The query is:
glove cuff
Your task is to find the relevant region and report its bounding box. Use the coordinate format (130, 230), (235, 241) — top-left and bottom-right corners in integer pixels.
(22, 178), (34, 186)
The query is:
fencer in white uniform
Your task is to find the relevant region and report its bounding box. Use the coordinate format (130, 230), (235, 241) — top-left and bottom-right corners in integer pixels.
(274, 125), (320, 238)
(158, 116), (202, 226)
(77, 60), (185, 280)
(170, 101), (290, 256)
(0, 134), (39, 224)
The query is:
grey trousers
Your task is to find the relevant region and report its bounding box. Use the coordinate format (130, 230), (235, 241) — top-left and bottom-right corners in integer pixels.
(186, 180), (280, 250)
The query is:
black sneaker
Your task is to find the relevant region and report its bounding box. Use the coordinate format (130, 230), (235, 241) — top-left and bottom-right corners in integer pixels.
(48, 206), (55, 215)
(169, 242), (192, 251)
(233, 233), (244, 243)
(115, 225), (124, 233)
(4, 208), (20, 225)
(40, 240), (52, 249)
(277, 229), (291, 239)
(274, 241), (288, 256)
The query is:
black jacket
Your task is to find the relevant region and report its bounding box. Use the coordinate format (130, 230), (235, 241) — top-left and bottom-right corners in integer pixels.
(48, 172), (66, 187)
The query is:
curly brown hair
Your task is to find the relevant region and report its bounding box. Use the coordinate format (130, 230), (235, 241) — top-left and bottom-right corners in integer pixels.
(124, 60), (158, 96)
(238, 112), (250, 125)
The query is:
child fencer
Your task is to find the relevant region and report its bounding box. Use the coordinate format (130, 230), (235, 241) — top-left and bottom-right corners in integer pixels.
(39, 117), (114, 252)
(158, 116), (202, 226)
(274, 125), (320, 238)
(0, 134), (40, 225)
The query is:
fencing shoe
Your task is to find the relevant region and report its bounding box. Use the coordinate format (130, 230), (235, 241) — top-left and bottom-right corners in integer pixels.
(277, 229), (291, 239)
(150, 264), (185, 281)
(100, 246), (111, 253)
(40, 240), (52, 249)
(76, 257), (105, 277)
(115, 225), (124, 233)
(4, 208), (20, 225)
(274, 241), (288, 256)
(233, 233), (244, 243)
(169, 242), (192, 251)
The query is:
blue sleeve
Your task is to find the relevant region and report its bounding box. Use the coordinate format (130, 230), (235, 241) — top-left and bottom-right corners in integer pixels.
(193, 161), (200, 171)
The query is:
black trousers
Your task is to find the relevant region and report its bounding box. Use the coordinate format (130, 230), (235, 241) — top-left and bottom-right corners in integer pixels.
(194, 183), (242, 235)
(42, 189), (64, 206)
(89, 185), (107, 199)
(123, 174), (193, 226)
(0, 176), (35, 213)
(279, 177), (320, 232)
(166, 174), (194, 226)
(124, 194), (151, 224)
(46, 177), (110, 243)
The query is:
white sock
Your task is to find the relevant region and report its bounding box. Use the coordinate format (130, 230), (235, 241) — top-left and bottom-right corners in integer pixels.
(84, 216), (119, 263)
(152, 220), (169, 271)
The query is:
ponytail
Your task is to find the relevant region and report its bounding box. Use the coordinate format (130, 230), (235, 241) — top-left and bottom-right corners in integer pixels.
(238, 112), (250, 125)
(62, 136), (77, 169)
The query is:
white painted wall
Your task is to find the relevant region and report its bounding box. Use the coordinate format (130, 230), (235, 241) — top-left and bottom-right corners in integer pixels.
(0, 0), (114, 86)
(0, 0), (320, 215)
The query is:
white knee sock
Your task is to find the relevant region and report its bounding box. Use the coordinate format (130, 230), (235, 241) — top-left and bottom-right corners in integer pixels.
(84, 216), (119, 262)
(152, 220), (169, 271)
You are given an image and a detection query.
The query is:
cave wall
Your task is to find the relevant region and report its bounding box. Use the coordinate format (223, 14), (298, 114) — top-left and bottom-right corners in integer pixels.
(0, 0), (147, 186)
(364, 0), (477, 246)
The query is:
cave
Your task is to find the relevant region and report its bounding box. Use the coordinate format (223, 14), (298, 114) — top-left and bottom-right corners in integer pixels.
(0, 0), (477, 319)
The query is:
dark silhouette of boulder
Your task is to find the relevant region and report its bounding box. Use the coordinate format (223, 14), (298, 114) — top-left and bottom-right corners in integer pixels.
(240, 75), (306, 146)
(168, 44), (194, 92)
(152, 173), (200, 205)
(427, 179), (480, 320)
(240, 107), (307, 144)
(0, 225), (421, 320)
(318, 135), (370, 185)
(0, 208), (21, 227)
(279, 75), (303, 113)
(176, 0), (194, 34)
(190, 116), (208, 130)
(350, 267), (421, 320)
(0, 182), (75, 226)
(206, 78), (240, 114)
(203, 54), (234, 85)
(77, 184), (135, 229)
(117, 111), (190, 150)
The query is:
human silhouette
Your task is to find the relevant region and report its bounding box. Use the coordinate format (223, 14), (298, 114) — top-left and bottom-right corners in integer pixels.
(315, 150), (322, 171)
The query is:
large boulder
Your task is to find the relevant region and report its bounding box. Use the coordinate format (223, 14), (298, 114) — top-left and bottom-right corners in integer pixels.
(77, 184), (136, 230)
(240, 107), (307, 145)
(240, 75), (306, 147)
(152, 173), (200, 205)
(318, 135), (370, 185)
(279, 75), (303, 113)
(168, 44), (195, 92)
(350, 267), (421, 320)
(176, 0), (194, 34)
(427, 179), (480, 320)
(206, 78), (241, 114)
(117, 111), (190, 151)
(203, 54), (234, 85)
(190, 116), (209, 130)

## Your task
Using the entries above, repeat only the lines from the one containing "white knee sock" through the one containing "dark silhouette of boulder", end lines included.

## Answer to the problem
white knee sock
Your task is to find the relevant region and report its bounding box. Use the coordinate format (130, 230), (235, 241) — top-left and bottom-right corners in integer pixels.
(84, 216), (119, 262)
(152, 220), (169, 271)
You are given an image and a detection query.
The query is:
cave wall
Your task is to find the relevant region and report its bounding box. Use the coordinate format (223, 14), (298, 114) — top-left and bottom-right corners in integer pixels.
(0, 0), (147, 186)
(364, 0), (477, 246)
The query is:
cave
Your task is to find the relevant region and report its bounding box. Use the coordinate format (223, 14), (298, 114) — top-left and bottom-right corners in integer pixels.
(0, 0), (477, 319)
The query is:
dark silhouette of boulder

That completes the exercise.